▸ **Task instructions**: Recast every line of the listing below as a Markdown table with two columns, "Row" and "Text", numbering the rows in order and leaving out blank lines.

▸ **Recorded data**:
◆ ◆ ◆ ◆

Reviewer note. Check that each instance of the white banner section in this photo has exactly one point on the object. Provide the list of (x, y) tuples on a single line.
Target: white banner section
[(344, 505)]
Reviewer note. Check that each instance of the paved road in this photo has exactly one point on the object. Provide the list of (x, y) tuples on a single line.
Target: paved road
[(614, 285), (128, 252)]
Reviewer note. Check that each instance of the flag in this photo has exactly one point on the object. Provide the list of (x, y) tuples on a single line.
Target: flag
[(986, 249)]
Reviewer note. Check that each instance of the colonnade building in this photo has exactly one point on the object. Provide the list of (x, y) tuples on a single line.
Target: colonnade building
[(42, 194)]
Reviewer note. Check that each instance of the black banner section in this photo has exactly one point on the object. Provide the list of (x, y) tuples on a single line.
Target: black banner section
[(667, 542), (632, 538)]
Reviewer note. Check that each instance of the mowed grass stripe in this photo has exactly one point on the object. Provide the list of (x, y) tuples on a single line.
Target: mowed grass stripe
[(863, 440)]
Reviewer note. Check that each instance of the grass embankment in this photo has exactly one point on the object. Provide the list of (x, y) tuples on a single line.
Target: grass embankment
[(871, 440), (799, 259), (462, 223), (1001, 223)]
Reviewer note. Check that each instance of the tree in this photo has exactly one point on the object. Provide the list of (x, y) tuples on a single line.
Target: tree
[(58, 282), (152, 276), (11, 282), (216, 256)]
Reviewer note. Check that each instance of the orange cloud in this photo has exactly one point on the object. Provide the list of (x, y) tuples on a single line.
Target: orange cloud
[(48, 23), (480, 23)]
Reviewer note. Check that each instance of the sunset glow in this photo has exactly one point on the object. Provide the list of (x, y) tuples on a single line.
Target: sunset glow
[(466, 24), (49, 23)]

◆ ◆ ◆ ◆

▸ **Task result**:
| Row | Text |
|---|---|
| 1 | Reviewer note. Check that each instance of the white banner section in this photo has exactly one point on the object. Provide the list of (x, y) tuples on a single line. |
| 2 | Target: white banner section |
| 3 | [(344, 505)] |
| 4 | Reviewer note. Check that each instance of the paved road in this photo has exactly one point on the object. Provide the list of (x, y) tuples on a single line. |
| 5 | Target: paved road |
| 6 | [(614, 285), (128, 252)] |
| 7 | Reviewer note. Check that each instance of the flag in this photo has exactly one point on the object. Provide the list of (x, y) tuples on a single line. |
| 8 | Target: flag |
| 9 | [(986, 249)] |
| 10 | Reviewer note. Check that each instance of the colonnade building in this photo has exactly one point on the object. Provide the list of (x, y) tuples on a single line. |
| 11 | Target: colonnade building |
| 12 | [(42, 194)] |
| 13 | Reviewer note. Check that each instance of the black banner section in this photo has exactly one point on the object. Provide the list of (x, y) tuples on a single line. |
| 14 | Target: black banner section |
| 15 | [(667, 542), (632, 538)] |
| 16 | Reviewer note. Check that each instance of the mowed grass stripe in this photo has exactly one point on the object. Provide the list of (x, y) tuples on a single line. |
| 17 | Target: mowed grass stripe |
| 18 | [(863, 440)] |
| 19 | Reviewer note. Check that each instance of the grass embankment in this photo has exactly one point on the object. Provide the list of (x, y) tuples on a single line. |
| 20 | Target: grass embankment |
| 21 | [(871, 440), (799, 259), (462, 223), (1001, 223)] |
| 22 | Reviewer note. Check that each instance of the tree in this photo has exactly one point on the object. Provide the list of (x, y) tuples on a single line. |
| 23 | Target: tree |
| 24 | [(58, 282), (152, 276), (11, 282), (216, 256)] |
| 25 | Reviewer note. Check that each instance of the orange cloud in this photo has exactly one point on the object. Provide the list of (x, y) tuples on a single line. |
| 26 | Target: orange cloud |
| 27 | [(48, 23), (480, 23)] |
| 28 | Reviewer note. Check that each instance of the sunset glow in this photo has exactly one point on the object. Provide the list of (x, y) tuples on a single line. |
| 29 | Target: sunset glow |
| 30 | [(466, 24), (49, 23)] |